- RECORDS -

------------

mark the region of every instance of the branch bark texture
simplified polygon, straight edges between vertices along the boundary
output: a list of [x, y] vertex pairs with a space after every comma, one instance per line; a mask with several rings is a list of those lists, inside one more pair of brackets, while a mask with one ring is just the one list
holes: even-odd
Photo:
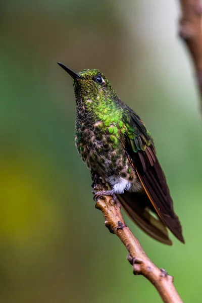
[[181, 17], [179, 33], [193, 63], [202, 111], [202, 3], [201, 0], [180, 0], [180, 3]]
[[[106, 189], [104, 185], [97, 185], [94, 192]], [[125, 246], [129, 255], [128, 260], [133, 266], [135, 275], [144, 276], [154, 285], [165, 303], [182, 302], [173, 284], [173, 278], [164, 269], [158, 268], [148, 258], [139, 241], [125, 224], [121, 213], [121, 204], [115, 202], [111, 196], [99, 199], [95, 207], [102, 211], [105, 225], [110, 231], [115, 234]]]

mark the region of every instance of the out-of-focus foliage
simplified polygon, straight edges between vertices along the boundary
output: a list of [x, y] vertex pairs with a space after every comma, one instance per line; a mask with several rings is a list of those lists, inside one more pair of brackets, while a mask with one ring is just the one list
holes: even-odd
[[201, 297], [202, 131], [178, 13], [174, 1], [1, 2], [1, 302], [161, 301], [94, 209], [74, 146], [72, 81], [58, 61], [100, 69], [145, 121], [186, 244], [166, 246], [127, 222], [182, 298]]

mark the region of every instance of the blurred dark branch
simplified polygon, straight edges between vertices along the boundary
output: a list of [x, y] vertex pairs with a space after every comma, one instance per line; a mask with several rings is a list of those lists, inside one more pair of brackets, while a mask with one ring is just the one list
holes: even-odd
[[[105, 190], [104, 185], [97, 185], [94, 193]], [[128, 250], [128, 260], [133, 266], [134, 275], [142, 275], [154, 285], [163, 301], [166, 303], [182, 302], [173, 284], [173, 278], [164, 269], [159, 269], [148, 258], [139, 241], [125, 224], [121, 213], [121, 204], [111, 196], [99, 199], [95, 207], [100, 210], [105, 219], [105, 225], [115, 234]]]
[[179, 35], [185, 43], [193, 62], [202, 111], [202, 4], [201, 0], [180, 0], [180, 3], [182, 15]]

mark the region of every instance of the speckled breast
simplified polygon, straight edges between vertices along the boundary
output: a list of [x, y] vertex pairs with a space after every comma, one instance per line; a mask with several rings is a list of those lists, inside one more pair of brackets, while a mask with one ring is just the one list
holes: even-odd
[[100, 121], [90, 128], [83, 123], [76, 128], [75, 143], [81, 159], [90, 169], [105, 178], [115, 174], [132, 182], [135, 173], [123, 148], [121, 131], [114, 124], [104, 128]]

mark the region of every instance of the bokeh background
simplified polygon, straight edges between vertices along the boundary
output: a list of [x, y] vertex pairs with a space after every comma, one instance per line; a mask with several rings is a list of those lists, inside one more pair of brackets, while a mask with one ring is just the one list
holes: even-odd
[[94, 208], [58, 61], [100, 69], [152, 132], [186, 244], [126, 220], [182, 299], [200, 301], [201, 121], [179, 14], [174, 0], [1, 2], [1, 302], [161, 301]]

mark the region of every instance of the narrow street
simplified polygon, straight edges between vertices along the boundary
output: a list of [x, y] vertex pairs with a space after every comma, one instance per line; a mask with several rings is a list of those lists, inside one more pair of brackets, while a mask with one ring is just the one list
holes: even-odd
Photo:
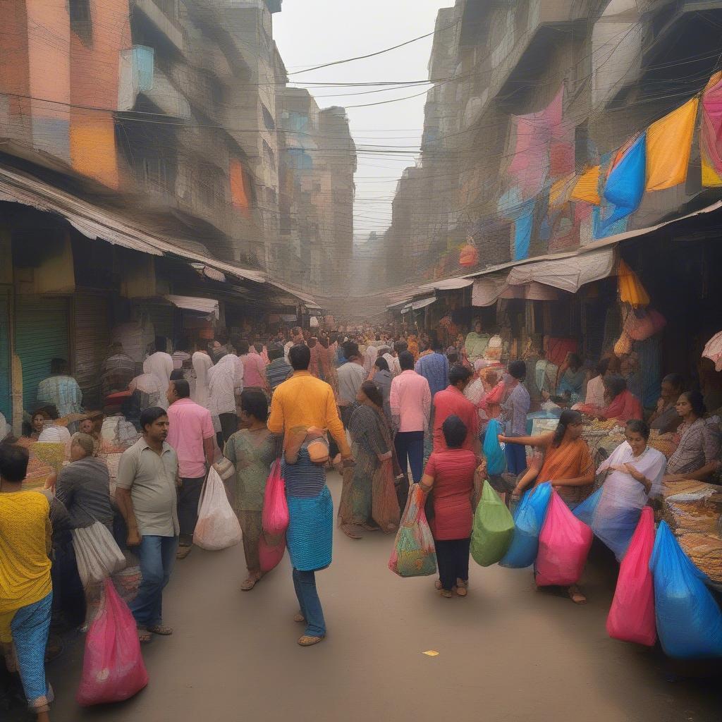
[[[329, 485], [337, 504], [338, 475]], [[590, 602], [574, 606], [536, 592], [529, 570], [473, 562], [469, 596], [443, 599], [433, 578], [388, 571], [392, 537], [335, 541], [334, 563], [318, 575], [330, 630], [321, 644], [295, 643], [303, 630], [292, 622], [287, 557], [243, 593], [241, 547], [195, 549], [165, 595], [175, 635], [144, 648], [148, 688], [122, 705], [79, 709], [78, 638], [48, 669], [53, 720], [719, 720], [713, 679], [667, 681], [671, 668], [658, 651], [606, 636], [612, 572], [599, 552], [585, 578]]]

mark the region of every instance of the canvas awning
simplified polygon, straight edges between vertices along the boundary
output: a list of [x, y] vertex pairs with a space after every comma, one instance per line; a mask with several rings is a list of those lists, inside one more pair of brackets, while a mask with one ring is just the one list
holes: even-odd
[[212, 298], [196, 298], [194, 296], [175, 296], [168, 294], [165, 296], [170, 303], [178, 308], [196, 311], [206, 316], [214, 316], [219, 318], [218, 302]]

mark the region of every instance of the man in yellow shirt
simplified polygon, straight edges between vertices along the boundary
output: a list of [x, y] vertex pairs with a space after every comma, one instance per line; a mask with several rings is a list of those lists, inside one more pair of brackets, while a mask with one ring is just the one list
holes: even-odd
[[27, 449], [0, 446], [0, 642], [11, 671], [17, 659], [30, 710], [40, 722], [47, 722], [53, 701], [45, 676], [53, 530], [48, 500], [22, 491], [27, 459]]

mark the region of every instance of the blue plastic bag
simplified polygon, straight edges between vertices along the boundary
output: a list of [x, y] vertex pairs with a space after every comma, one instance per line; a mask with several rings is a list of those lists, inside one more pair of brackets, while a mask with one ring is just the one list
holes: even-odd
[[552, 497], [552, 484], [544, 482], [527, 492], [514, 512], [514, 536], [509, 550], [499, 562], [503, 567], [523, 569], [531, 566], [539, 551], [539, 534]]
[[572, 513], [585, 524], [591, 526], [592, 519], [594, 518], [594, 512], [596, 510], [596, 505], [599, 503], [601, 498], [602, 487], [600, 487], [593, 494], [588, 496], [579, 506], [573, 510]]
[[484, 456], [487, 457], [487, 471], [490, 477], [498, 477], [506, 471], [506, 456], [499, 443], [499, 422], [492, 419], [484, 437]]
[[665, 521], [657, 529], [649, 568], [665, 653], [678, 659], [722, 657], [722, 610]]

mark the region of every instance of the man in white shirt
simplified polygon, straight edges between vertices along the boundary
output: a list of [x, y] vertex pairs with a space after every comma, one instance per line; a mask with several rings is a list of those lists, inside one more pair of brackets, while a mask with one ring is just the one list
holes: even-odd
[[161, 409], [168, 408], [168, 400], [165, 398], [165, 390], [168, 388], [170, 374], [173, 370], [173, 360], [170, 355], [166, 352], [168, 348], [165, 339], [162, 336], [155, 337], [155, 353], [151, 354], [143, 363], [143, 371], [149, 373], [157, 382], [158, 388], [162, 390], [158, 406]]
[[208, 408], [220, 424], [216, 436], [221, 448], [238, 430], [235, 396], [243, 390], [243, 363], [235, 354], [226, 354], [208, 371]]

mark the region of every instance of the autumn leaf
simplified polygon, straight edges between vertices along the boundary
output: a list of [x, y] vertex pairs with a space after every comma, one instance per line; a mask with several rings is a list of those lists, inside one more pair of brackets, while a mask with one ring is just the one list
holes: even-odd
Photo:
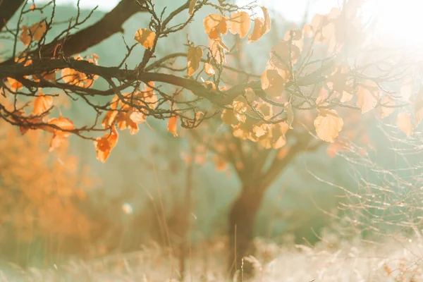
[[335, 110], [319, 111], [314, 120], [316, 133], [320, 139], [333, 143], [343, 127], [343, 120]]
[[[74, 57], [77, 61], [82, 61], [83, 58], [80, 55]], [[97, 64], [97, 60], [88, 59], [87, 61]], [[61, 70], [61, 78], [65, 83], [76, 85], [80, 87], [89, 88], [94, 85], [94, 80], [97, 79], [97, 75], [90, 75], [79, 72], [73, 68], [65, 68]]]
[[54, 149], [59, 147], [71, 134], [71, 133], [68, 131], [63, 131], [61, 129], [71, 130], [75, 128], [75, 126], [70, 120], [63, 118], [61, 115], [59, 116], [59, 118], [50, 118], [47, 123], [54, 125], [60, 128], [52, 129], [53, 138], [51, 138], [51, 141], [50, 142], [50, 147], [49, 148], [49, 152], [51, 152]]
[[30, 28], [23, 25], [20, 30], [22, 33], [19, 39], [26, 47], [31, 43], [32, 40], [39, 41], [47, 30], [47, 26], [44, 22], [41, 22], [35, 23]]
[[192, 75], [200, 67], [200, 62], [203, 54], [201, 47], [190, 47], [188, 48], [188, 54], [187, 55], [188, 62], [188, 76]]
[[[140, 104], [140, 106], [145, 105], [151, 109], [156, 109], [159, 99], [157, 99], [157, 95], [153, 88], [154, 87], [154, 81], [149, 81], [144, 85], [144, 89], [142, 90], [142, 93], [139, 96], [137, 96], [137, 97], [139, 97], [142, 101], [143, 104]], [[145, 111], [145, 113], [147, 114], [147, 110]]]
[[236, 12], [231, 16], [229, 32], [233, 35], [240, 35], [240, 38], [244, 38], [248, 34], [250, 27], [251, 20], [248, 13]]
[[216, 169], [218, 171], [223, 171], [226, 168], [228, 163], [226, 161], [218, 154], [215, 154], [212, 157], [213, 162], [216, 164]]
[[255, 42], [263, 36], [263, 28], [264, 27], [264, 20], [262, 18], [256, 18], [254, 20], [254, 27], [252, 32], [248, 35], [247, 43]]
[[9, 83], [11, 90], [12, 91], [18, 91], [20, 89], [22, 89], [23, 85], [19, 81], [16, 80], [12, 78], [7, 78], [7, 81]]
[[407, 112], [398, 114], [397, 116], [396, 125], [398, 128], [403, 131], [407, 136], [411, 135], [414, 129], [411, 123], [410, 114]]
[[207, 75], [213, 75], [215, 73], [213, 66], [209, 63], [204, 63], [204, 73], [206, 73]]
[[195, 7], [195, 4], [197, 4], [197, 0], [190, 0], [190, 6], [188, 8], [188, 13], [190, 16], [192, 15], [192, 12], [194, 11], [194, 7]]
[[252, 32], [248, 35], [248, 42], [247, 43], [252, 43], [258, 41], [263, 35], [270, 31], [270, 18], [269, 16], [269, 11], [267, 8], [262, 6], [264, 18], [257, 17], [254, 20], [254, 28]]
[[298, 47], [282, 40], [271, 48], [269, 62], [271, 66], [288, 71], [291, 68], [290, 63], [295, 63], [300, 54]]
[[209, 39], [209, 48], [212, 53], [212, 56], [214, 59], [216, 63], [221, 65], [226, 62], [225, 51], [219, 40]]
[[291, 104], [288, 102], [285, 103], [283, 105], [283, 109], [286, 113], [286, 122], [290, 127], [294, 122], [294, 111], [293, 111], [293, 106]]
[[271, 97], [281, 97], [285, 90], [285, 80], [276, 70], [265, 70], [262, 75], [262, 89]]
[[379, 96], [379, 87], [374, 82], [367, 81], [358, 85], [357, 106], [361, 108], [362, 114], [367, 113], [376, 107]]
[[148, 28], [140, 28], [137, 30], [134, 39], [144, 46], [145, 49], [152, 48], [156, 39], [156, 32]]
[[221, 38], [221, 35], [228, 33], [226, 17], [221, 15], [209, 14], [203, 20], [204, 31], [211, 39]]
[[53, 104], [53, 97], [51, 96], [45, 96], [43, 92], [39, 91], [39, 94], [34, 102], [34, 110], [32, 114], [39, 116], [46, 112], [51, 107]]
[[118, 133], [114, 126], [110, 133], [106, 133], [104, 136], [97, 137], [94, 141], [97, 159], [99, 161], [103, 163], [106, 161], [110, 155], [111, 151], [118, 143]]
[[178, 116], [173, 116], [168, 121], [168, 131], [173, 135], [173, 137], [178, 136], [178, 126], [176, 122], [178, 121]]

------------

- WHAT IS EXPECTED -
Format the items from the first one through the line containing "3], [182, 15]]" as a two-column CSV with the headers instruction and mask. Give one row per item, with its text and its answer each in a single quoted field, line breaks replaced by spaces, and the pictures left out.

- EXERCISE ANSWER -
instruction,mask
"mark the region of every instance of the branch bark texture simplified polygon, straight edges between vertices along the boundary output: a list of [x, y] vertex pairs with a space after every comma, one instance per line; a mask with several rings is a list of those lists, inside one more pair of brackets, while a mask with one ring is just the one list holes: even-odd Photo:","[[181, 17], [179, 33], [193, 63], [202, 111], [202, 3], [201, 0], [180, 0], [180, 3]] [[[106, 189], [104, 185], [97, 185], [94, 192]], [[125, 246], [129, 255], [128, 260], [133, 266], [135, 275], [144, 276], [154, 285], [165, 303], [182, 302], [173, 284], [173, 278], [164, 269], [158, 268], [148, 258], [139, 241], [125, 224], [121, 213], [121, 204], [115, 202], [111, 196], [99, 199], [95, 207], [102, 211], [105, 225], [110, 231], [115, 234]]]"
"mark the region of every instance of the out-of-focus foliage simplified polygon, straight edges between vertices along the boundary output: a list of [x, y] vertex pairs with a space after every comma, one instance per line; a mask with several rings is a list of those lists, inside one more pair of brackets, while a mask with one ring is just the one list holes: even-odd","[[201, 297], [202, 131], [178, 13], [174, 1], [1, 2], [1, 302], [161, 301], [94, 209], [74, 146], [72, 81], [58, 61], [100, 69], [145, 121], [186, 244], [166, 246], [127, 222], [182, 298]]"
"mark the region of every instance of the blurred dark branch simplified polygon, straight edges between vertices along the boundary output: a list of [x, y] vertex pairs with a space after every comma, one instance per line; a mask with several rings is a list of those lists, inside one more pair of brackets, while a mask with one ring is just the one list holes: even-odd","[[[105, 190], [104, 185], [97, 185], [94, 193]], [[128, 250], [128, 260], [133, 266], [134, 275], [142, 275], [154, 285], [163, 301], [166, 303], [182, 302], [173, 284], [173, 278], [164, 269], [159, 269], [148, 258], [139, 241], [125, 224], [121, 213], [121, 204], [111, 196], [99, 199], [95, 207], [100, 210], [105, 219], [105, 225], [115, 234]]] [[179, 35], [185, 43], [193, 62], [202, 111], [202, 4], [201, 0], [180, 0], [180, 3], [182, 15]]"